--- Complete o seguinte ---
[1] Enumere todos os ramos de ensino que, segundo o excerto sobre a instrução das mulheres, deveriam constar da educação elementar.
[2] Com base no excerto sobre a instrução das mulheres, explique por que motivo as línguas não constituem instrução.
[3] Reproduza fielmente o trecho do excerto sobre a instrução das mulheres que vai de "Se a sr.ª D." até "instrucção dos homens.".

:: Excerto fornecido

Se a sr.ª D. Jeronyma carece das noções precisas para dirigir a educação de uma menina, é preciso dar-lhe essas noções, ou prohibil-a de educar, restringindo-lhe o direito de corromper a intelligencia da infancia.

A reforma da instrucção das mulheres é em Portugal ainda mais urgente que a da instrucção dos homens.

As linguas não constituem instrucção, porque não ministram conhecimentos, são apenas meios de os adquirir.

Esses conhecimentos indispensaveis á mulher deveriam constar, na educação elementar, dos seguintes ramos de ensino:

1.° Curso de aceio e de arranjo;

2.° Curso de cozinha (chimica culinaria).

3.° Contabilidade, escripturação e economia domestica.

::::
:: Dados fornecidos

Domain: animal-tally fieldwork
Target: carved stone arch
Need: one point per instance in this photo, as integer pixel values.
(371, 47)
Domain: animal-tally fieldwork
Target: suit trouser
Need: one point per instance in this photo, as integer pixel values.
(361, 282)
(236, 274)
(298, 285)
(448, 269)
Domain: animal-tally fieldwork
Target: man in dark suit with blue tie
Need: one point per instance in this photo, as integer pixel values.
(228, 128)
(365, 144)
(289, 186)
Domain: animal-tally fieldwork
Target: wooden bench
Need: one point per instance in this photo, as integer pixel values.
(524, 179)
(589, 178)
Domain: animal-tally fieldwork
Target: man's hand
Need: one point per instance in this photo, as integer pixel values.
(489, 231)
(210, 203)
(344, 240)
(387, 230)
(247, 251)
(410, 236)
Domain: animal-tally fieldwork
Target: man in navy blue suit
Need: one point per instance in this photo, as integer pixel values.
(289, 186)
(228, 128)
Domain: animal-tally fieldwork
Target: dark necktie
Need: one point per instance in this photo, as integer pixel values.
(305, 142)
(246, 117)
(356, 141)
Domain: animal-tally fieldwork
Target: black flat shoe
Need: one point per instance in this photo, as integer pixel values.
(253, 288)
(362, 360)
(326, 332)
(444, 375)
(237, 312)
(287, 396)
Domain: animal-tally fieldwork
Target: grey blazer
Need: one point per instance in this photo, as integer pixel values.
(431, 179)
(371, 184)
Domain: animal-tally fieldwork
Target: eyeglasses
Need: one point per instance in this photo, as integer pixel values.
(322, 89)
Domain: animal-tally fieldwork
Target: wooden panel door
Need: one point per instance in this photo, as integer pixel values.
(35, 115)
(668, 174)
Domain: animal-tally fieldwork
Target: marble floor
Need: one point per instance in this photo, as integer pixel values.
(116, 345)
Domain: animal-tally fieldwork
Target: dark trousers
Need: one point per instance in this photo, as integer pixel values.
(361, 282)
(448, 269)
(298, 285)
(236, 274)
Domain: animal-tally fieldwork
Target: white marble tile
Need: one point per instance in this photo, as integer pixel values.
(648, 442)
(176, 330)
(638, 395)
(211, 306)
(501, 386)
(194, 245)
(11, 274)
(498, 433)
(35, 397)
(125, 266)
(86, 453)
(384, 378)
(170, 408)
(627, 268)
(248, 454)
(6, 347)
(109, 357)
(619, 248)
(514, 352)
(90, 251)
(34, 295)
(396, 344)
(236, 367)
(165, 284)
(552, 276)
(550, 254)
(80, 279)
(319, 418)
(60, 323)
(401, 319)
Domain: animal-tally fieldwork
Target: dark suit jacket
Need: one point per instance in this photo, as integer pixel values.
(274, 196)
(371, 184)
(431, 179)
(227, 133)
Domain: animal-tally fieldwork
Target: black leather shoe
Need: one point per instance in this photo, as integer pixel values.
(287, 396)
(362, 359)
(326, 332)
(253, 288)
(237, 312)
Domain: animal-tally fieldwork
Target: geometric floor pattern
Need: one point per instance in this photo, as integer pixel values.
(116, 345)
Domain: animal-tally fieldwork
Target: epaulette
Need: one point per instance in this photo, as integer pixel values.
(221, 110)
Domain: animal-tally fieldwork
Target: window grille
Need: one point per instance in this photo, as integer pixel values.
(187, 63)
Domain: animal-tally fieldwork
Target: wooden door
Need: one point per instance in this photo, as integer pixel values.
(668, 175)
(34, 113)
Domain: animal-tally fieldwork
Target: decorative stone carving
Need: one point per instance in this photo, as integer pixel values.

::::

--- Resultados ---
[1]
1.° Curso de aceio e de arranjo
2.° Curso de cozinha (chimica culinaria)
3.° Contabilidade, escripturação e economia domestica

[2] As línguas não constituem instrução porque não ministram conhecimentos. São apenas meios de os adquirir.

[3]
Se a sr.ª D. Jeronyma carece das noções precisas para dirigir a educação de uma menina, é preciso dar-lhe essas noções, ou prohibil-a de educar, restringindo-lhe o direito de corromper a intelligencia da infancia.

A reforma da instrucção das mulheres é em Portugal ainda mais urgente que a da instrucção dos homens.